■ Supplied records
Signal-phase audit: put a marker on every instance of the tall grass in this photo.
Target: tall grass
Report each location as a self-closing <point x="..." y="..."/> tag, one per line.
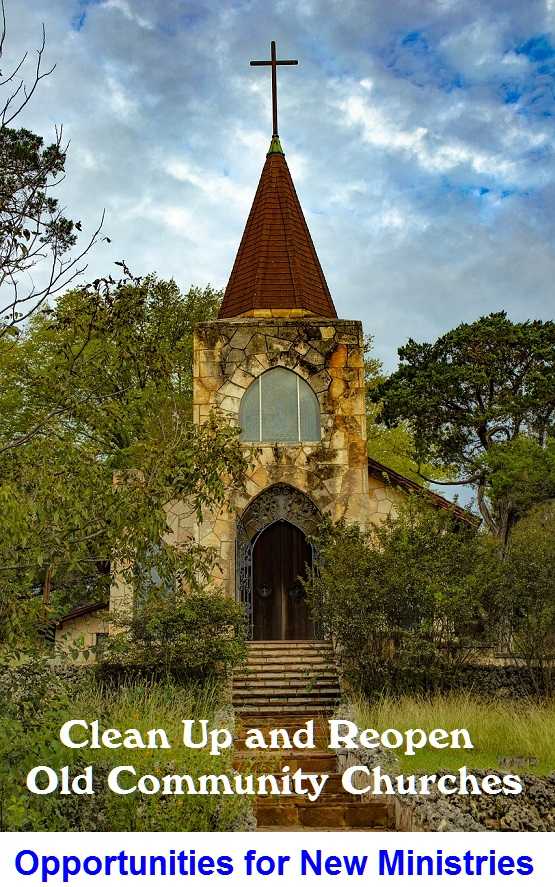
<point x="139" y="704"/>
<point x="498" y="729"/>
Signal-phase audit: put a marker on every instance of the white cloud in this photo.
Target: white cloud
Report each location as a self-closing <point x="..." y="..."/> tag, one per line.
<point x="217" y="188"/>
<point x="124" y="7"/>
<point x="432" y="152"/>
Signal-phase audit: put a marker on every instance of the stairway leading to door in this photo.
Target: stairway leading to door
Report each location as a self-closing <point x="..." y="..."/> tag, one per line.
<point x="287" y="677"/>
<point x="284" y="684"/>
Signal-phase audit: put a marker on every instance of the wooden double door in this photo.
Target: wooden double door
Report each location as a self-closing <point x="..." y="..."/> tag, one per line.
<point x="281" y="556"/>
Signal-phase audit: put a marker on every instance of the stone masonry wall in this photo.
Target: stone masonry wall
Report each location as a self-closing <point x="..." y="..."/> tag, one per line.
<point x="228" y="356"/>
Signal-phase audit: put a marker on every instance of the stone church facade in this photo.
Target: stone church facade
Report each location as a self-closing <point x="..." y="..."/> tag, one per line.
<point x="280" y="365"/>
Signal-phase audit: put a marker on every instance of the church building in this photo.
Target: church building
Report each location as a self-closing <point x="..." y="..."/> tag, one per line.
<point x="280" y="365"/>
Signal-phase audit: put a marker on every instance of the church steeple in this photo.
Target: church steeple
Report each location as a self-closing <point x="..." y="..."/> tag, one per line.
<point x="276" y="270"/>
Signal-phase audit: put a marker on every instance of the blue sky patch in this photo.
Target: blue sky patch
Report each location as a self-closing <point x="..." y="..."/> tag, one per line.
<point x="537" y="49"/>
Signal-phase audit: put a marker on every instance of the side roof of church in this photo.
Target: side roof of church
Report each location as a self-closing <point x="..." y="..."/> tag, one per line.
<point x="276" y="267"/>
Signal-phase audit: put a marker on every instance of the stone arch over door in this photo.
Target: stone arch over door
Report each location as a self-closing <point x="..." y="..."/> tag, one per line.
<point x="279" y="503"/>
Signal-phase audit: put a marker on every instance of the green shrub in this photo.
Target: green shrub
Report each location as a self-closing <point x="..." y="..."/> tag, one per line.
<point x="405" y="600"/>
<point x="525" y="596"/>
<point x="198" y="633"/>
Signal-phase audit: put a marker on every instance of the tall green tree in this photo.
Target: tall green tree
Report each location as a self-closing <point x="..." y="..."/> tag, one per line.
<point x="99" y="387"/>
<point x="34" y="231"/>
<point x="403" y="600"/>
<point x="481" y="399"/>
<point x="525" y="595"/>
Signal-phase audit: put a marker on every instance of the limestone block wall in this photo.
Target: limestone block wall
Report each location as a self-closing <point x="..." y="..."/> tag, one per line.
<point x="229" y="355"/>
<point x="383" y="500"/>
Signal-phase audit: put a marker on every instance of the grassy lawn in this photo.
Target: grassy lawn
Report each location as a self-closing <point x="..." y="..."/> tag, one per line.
<point x="30" y="725"/>
<point x="498" y="729"/>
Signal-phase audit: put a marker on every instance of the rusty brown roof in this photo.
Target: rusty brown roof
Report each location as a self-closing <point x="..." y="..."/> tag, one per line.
<point x="380" y="471"/>
<point x="276" y="265"/>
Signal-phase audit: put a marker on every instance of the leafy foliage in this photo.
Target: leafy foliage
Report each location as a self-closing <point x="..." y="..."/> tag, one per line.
<point x="33" y="228"/>
<point x="526" y="595"/>
<point x="479" y="387"/>
<point x="98" y="388"/>
<point x="404" y="600"/>
<point x="175" y="632"/>
<point x="36" y="698"/>
<point x="392" y="446"/>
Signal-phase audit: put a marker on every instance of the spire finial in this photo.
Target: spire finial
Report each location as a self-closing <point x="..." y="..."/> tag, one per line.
<point x="274" y="62"/>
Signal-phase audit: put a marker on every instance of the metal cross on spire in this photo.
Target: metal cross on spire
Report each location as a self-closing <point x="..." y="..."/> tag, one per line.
<point x="274" y="62"/>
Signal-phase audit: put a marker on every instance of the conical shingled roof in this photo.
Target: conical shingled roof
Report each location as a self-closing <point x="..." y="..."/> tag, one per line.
<point x="276" y="268"/>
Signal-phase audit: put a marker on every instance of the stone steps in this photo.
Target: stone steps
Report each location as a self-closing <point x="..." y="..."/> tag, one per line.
<point x="332" y="812"/>
<point x="282" y="686"/>
<point x="283" y="677"/>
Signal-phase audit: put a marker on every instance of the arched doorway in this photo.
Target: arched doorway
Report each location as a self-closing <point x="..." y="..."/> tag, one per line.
<point x="273" y="550"/>
<point x="281" y="557"/>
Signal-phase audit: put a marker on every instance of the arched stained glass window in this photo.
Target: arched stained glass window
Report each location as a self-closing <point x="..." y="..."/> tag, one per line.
<point x="279" y="406"/>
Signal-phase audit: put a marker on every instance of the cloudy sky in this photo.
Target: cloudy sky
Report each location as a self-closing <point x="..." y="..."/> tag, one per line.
<point x="419" y="134"/>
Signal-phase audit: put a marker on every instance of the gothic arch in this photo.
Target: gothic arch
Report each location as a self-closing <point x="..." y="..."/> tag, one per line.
<point x="276" y="503"/>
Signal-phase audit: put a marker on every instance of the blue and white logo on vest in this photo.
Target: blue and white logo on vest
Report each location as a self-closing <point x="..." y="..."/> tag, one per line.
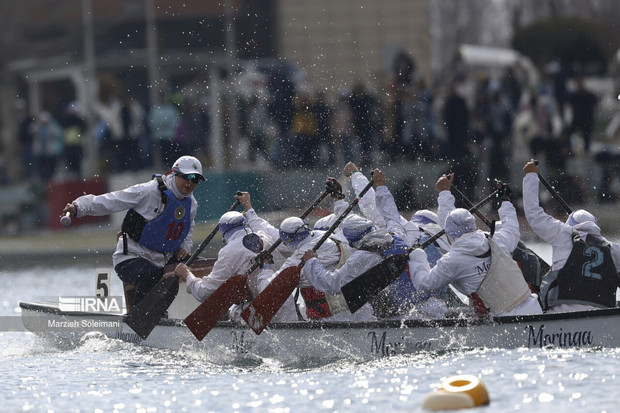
<point x="179" y="212"/>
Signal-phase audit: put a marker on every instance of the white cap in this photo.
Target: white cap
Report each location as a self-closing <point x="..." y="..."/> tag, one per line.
<point x="188" y="165"/>
<point x="579" y="217"/>
<point x="460" y="221"/>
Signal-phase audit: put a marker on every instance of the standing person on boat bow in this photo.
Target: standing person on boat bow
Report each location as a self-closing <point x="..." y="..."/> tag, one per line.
<point x="584" y="273"/>
<point x="158" y="227"/>
<point x="477" y="265"/>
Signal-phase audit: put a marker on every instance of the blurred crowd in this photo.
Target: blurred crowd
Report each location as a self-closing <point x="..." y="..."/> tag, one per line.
<point x="482" y="126"/>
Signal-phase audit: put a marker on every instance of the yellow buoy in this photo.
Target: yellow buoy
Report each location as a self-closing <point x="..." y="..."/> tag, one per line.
<point x="458" y="392"/>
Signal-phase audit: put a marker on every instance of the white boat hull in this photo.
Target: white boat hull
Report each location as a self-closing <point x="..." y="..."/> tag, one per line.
<point x="588" y="329"/>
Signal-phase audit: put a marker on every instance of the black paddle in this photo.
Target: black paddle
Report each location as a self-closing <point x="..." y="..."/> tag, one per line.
<point x="148" y="312"/>
<point x="360" y="290"/>
<point x="544" y="267"/>
<point x="207" y="314"/>
<point x="555" y="194"/>
<point x="268" y="302"/>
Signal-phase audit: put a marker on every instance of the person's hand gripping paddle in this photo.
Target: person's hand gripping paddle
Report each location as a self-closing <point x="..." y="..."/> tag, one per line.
<point x="268" y="302"/>
<point x="207" y="314"/>
<point x="148" y="312"/>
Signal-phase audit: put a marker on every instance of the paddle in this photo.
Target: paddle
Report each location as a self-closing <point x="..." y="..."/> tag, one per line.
<point x="544" y="267"/>
<point x="268" y="302"/>
<point x="360" y="290"/>
<point x="148" y="312"/>
<point x="207" y="314"/>
<point x="554" y="193"/>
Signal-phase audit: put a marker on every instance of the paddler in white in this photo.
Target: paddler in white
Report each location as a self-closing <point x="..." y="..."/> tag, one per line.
<point x="159" y="224"/>
<point x="584" y="273"/>
<point x="371" y="244"/>
<point x="479" y="267"/>
<point x="242" y="245"/>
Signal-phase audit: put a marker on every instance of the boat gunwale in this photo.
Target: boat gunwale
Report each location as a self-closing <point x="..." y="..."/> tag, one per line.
<point x="328" y="325"/>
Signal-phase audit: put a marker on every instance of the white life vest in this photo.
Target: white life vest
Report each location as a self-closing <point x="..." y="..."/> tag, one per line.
<point x="503" y="288"/>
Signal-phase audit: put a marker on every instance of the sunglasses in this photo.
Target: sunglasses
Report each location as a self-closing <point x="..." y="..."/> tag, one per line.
<point x="195" y="178"/>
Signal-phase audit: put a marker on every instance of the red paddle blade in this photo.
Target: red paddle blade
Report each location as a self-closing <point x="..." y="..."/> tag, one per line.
<point x="268" y="302"/>
<point x="204" y="318"/>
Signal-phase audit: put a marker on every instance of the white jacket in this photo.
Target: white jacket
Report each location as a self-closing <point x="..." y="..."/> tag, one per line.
<point x="460" y="266"/>
<point x="554" y="231"/>
<point x="145" y="199"/>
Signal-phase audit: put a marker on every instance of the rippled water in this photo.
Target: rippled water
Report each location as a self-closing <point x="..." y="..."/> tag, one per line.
<point x="105" y="375"/>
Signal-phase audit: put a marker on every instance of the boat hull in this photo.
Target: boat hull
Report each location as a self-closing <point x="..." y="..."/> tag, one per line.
<point x="588" y="329"/>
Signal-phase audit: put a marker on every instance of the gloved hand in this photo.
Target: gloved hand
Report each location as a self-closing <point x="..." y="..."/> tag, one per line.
<point x="333" y="186"/>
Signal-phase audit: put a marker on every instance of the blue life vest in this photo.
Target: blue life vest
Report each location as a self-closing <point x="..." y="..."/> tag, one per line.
<point x="165" y="233"/>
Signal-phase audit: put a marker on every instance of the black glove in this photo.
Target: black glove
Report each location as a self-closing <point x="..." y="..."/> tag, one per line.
<point x="333" y="186"/>
<point x="505" y="193"/>
<point x="263" y="257"/>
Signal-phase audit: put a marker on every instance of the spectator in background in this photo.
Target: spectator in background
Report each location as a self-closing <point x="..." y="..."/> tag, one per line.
<point x="343" y="130"/>
<point x="459" y="151"/>
<point x="25" y="141"/>
<point x="500" y="128"/>
<point x="47" y="144"/>
<point x="74" y="128"/>
<point x="132" y="115"/>
<point x="109" y="113"/>
<point x="258" y="126"/>
<point x="163" y="123"/>
<point x="304" y="129"/>
<point x="191" y="129"/>
<point x="363" y="104"/>
<point x="403" y="69"/>
<point x="582" y="103"/>
<point x="323" y="114"/>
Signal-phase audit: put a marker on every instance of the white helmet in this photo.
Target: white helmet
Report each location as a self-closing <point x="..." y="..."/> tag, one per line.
<point x="230" y="223"/>
<point x="460" y="221"/>
<point x="356" y="227"/>
<point x="188" y="165"/>
<point x="293" y="230"/>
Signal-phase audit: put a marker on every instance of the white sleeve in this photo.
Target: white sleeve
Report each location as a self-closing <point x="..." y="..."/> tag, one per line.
<point x="445" y="205"/>
<point x="387" y="207"/>
<point x="202" y="288"/>
<point x="423" y="277"/>
<point x="257" y="224"/>
<point x="367" y="203"/>
<point x="545" y="226"/>
<point x="111" y="202"/>
<point x="508" y="236"/>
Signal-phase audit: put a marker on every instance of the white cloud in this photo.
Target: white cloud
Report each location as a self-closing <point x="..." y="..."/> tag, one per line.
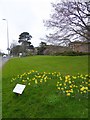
<point x="23" y="16"/>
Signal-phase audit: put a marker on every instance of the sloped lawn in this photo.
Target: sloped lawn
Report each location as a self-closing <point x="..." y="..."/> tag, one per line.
<point x="56" y="87"/>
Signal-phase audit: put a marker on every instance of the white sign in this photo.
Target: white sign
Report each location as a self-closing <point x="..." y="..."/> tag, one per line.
<point x="19" y="88"/>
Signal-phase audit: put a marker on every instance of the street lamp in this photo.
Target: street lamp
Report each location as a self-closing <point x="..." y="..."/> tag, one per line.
<point x="7" y="37"/>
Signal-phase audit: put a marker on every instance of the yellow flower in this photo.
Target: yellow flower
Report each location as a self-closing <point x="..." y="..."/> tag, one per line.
<point x="70" y="86"/>
<point x="58" y="88"/>
<point x="86" y="82"/>
<point x="60" y="84"/>
<point x="23" y="80"/>
<point x="62" y="88"/>
<point x="64" y="84"/>
<point x="69" y="82"/>
<point x="36" y="82"/>
<point x="84" y="91"/>
<point x="86" y="88"/>
<point x="68" y="94"/>
<point x="67" y="91"/>
<point x="29" y="84"/>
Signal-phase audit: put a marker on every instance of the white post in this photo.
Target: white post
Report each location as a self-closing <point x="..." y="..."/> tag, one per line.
<point x="7" y="36"/>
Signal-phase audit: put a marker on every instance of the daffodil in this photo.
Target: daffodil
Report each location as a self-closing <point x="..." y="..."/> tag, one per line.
<point x="68" y="94"/>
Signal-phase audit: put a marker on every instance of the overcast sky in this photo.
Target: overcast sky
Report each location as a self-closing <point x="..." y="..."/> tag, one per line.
<point x="23" y="16"/>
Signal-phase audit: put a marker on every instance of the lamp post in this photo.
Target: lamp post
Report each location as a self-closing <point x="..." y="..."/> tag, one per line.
<point x="7" y="37"/>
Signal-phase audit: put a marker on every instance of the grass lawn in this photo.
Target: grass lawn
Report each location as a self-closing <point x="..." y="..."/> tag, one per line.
<point x="0" y="93"/>
<point x="44" y="99"/>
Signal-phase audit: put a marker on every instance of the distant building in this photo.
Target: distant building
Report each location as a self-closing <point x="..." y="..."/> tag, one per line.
<point x="79" y="46"/>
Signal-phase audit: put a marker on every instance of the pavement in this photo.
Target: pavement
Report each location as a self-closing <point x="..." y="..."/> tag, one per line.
<point x="3" y="61"/>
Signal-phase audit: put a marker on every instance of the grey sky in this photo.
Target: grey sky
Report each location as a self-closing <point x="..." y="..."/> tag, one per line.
<point x="23" y="16"/>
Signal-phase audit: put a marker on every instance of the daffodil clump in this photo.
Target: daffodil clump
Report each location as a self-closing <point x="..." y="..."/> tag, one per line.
<point x="67" y="85"/>
<point x="74" y="85"/>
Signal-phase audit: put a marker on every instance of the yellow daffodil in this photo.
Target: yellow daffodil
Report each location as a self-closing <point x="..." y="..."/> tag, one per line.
<point x="68" y="94"/>
<point x="58" y="88"/>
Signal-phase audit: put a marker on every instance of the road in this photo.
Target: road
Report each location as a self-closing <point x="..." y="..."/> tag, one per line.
<point x="2" y="61"/>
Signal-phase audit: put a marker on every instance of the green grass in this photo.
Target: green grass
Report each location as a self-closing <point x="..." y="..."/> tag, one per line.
<point x="0" y="93"/>
<point x="43" y="101"/>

■ What to do
From the records above, copy each line that contains the word "clump".

■ Exercise output
Signal-phase audit: put a marker on every instance of the daffodil clump in this photo.
Target: daffodil clump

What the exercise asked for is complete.